# Help with work, angles with friction

1. Dec 8, 2006

### Stingarov

You do 457.2 J of work to move a 4.2 kg chair 9.49 m across the floor at a constant velocity by pushing down on the back of the chair at some angle. If the coefficient of kinetic friction between the chair and the floor is 0.75, what is the angle (relative to the floor) at which you are pushing?

Says the answer is 25.6 Degrees, but I'm unsure even the right ways to start this problem.

It's not a homework question, just curious if anyone can show me the steps they would use to solve this? Dying to find out.

2. Dec 8, 2006

Identify the forces acting on the chair and draw a free body diagram. What does the constant velocity part tell you about the net force acting on the chair?

3. Dec 8, 2006

### Stingarov

F friction (Uk * Fn) and Applied Force, correct?

4. Dec 8, 2006

Correct. Now, what is your next step?

◆ **Data provided**:

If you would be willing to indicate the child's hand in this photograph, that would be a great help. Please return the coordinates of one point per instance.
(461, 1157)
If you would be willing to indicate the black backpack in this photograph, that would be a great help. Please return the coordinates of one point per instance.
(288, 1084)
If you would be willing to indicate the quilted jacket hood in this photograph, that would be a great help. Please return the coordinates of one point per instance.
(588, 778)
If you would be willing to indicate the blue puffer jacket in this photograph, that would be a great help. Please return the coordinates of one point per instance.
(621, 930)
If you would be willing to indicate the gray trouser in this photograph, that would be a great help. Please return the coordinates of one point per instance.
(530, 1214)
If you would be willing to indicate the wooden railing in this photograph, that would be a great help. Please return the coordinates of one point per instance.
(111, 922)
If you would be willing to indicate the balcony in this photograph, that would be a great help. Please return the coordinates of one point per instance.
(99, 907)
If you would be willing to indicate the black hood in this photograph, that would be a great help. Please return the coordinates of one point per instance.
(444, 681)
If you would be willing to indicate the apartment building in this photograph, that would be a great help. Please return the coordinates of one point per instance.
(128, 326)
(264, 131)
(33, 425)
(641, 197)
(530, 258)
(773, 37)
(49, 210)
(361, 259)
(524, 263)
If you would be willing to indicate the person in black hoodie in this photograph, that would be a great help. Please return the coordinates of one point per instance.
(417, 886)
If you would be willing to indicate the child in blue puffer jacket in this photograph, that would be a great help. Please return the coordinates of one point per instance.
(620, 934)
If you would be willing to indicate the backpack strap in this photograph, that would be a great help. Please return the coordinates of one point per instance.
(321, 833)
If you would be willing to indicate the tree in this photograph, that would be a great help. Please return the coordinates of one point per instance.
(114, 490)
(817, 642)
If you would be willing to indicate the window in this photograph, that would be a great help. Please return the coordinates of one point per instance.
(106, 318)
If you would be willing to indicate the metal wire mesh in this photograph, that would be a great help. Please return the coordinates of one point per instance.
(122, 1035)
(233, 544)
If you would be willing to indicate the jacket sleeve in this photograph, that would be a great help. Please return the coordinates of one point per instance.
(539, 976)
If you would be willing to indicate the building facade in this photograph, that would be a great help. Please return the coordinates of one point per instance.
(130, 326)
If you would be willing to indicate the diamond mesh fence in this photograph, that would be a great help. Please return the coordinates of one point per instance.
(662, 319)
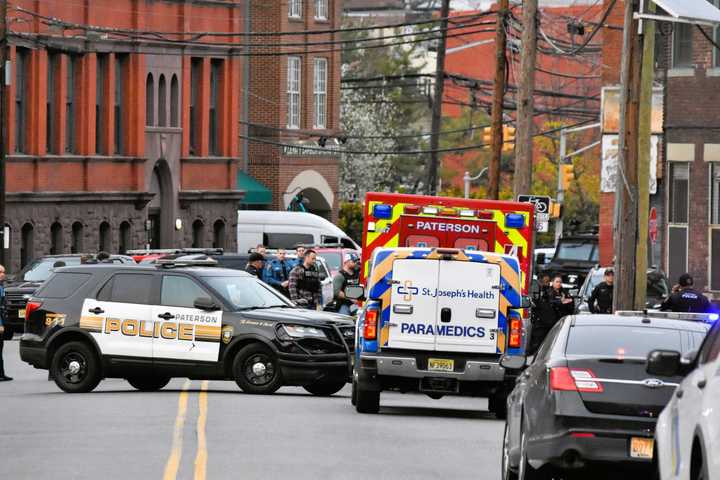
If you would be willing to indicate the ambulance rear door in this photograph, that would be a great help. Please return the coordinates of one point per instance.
(413, 305)
(467, 304)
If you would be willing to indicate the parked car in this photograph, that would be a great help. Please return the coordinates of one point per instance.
(586, 400)
(21, 286)
(286, 230)
(688, 429)
(658, 288)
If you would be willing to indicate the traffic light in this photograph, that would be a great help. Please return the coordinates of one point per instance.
(566, 175)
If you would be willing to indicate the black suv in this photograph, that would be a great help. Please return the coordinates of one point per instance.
(148, 324)
(20, 287)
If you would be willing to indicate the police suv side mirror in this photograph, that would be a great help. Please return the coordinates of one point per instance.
(355, 292)
(205, 303)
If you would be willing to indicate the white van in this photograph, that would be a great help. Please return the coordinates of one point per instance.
(286, 229)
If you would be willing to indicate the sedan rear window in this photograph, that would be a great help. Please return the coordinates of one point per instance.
(622, 341)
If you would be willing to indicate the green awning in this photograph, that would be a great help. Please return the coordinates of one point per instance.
(255, 192)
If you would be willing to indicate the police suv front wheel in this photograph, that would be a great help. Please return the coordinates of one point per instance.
(256, 370)
(75, 368)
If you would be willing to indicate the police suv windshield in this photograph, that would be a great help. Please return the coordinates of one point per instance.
(245, 293)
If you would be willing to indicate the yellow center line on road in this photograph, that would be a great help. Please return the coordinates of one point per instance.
(201, 456)
(173, 463)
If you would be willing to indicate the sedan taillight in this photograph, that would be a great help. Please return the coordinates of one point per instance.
(574, 380)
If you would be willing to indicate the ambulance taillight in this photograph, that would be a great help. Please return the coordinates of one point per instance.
(515, 336)
(370, 326)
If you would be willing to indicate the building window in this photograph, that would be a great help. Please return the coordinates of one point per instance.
(682, 45)
(219, 234)
(70, 89)
(149, 101)
(50, 110)
(321, 9)
(56, 239)
(195, 79)
(198, 234)
(174, 102)
(104, 240)
(293, 92)
(320, 93)
(100, 124)
(162, 101)
(22, 62)
(215, 72)
(120, 66)
(295, 8)
(76, 246)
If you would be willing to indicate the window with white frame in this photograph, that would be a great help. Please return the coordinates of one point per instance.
(321, 9)
(293, 113)
(320, 93)
(295, 8)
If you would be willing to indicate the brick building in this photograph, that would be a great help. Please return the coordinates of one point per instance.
(118, 137)
(286, 128)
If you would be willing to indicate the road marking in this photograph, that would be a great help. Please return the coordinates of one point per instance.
(173, 463)
(201, 456)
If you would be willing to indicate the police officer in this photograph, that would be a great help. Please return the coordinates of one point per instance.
(600, 300)
(304, 282)
(3, 317)
(277, 272)
(348, 275)
(685, 298)
(255, 264)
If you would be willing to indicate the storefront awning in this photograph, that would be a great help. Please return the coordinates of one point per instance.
(255, 192)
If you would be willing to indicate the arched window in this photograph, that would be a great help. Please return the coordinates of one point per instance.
(57, 245)
(162, 101)
(149, 101)
(219, 234)
(77, 238)
(124, 237)
(198, 234)
(27, 248)
(174, 102)
(105, 241)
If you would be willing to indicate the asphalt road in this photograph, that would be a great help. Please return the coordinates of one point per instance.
(199, 430)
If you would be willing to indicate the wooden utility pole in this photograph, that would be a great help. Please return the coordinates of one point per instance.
(434, 165)
(498, 98)
(626, 188)
(524, 134)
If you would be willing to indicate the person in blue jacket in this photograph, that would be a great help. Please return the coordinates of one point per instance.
(3, 312)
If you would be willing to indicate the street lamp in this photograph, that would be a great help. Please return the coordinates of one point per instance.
(467, 179)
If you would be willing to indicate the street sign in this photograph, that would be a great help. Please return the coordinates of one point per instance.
(542, 210)
(652, 225)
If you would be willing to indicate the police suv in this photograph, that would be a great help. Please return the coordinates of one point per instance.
(148, 324)
(437, 321)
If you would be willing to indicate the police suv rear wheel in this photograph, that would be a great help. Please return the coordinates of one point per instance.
(325, 388)
(75, 368)
(256, 370)
(148, 384)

◆ **What you need to do**:
- A) Repeat the forum thread on finding the pushing angle with friction word for word.
- B) Render the records, from the line containing "If you would be willing to indicate the police suv rear" through the final line of the records, as a JSON list of strings with one string per line and blank lines omitted.
These records are unrelated to the forum thread on work and friction.

◆ **Results**:
- A)
# Help with work, angles with friction

1. Dec 8, 2006

### Stingarov

You do 457.2 J of work to move a 4.2 kg chair 9.49 m across the floor at a constant velocity by pushing down on the back of the chair at some angle. If the coefficient of kinetic friction between the chair and the floor is 0.75, what is the angle (relative to the floor) at which you are pushing?

Says the answer is 25.6 Degrees, but I'm unsure even the right ways to start this problem.

It's not a homework question, just curious if anyone can show me the steps they would use to solve this? Dying to find out.

2. Dec 8, 2006

Identify the forces acting on the chair and draw a free body diagram. What does the constant velocity part tell you about the net force acting on the chair?

3. Dec 8, 2006

### Stingarov

F friction (Uk * Fn) and Applied Force, correct?

4. Dec 8, 2006

Correct. Now, what is your next step?

- B)
[
  "If you would be willing to indicate the police suv rear wheel in this photograph, that would be a great help. Please return the coordinates of one point per instance.",
  "(325, 388)",
  "(75, 368)",
  "(256, 370)",
  "(148, 384)"
]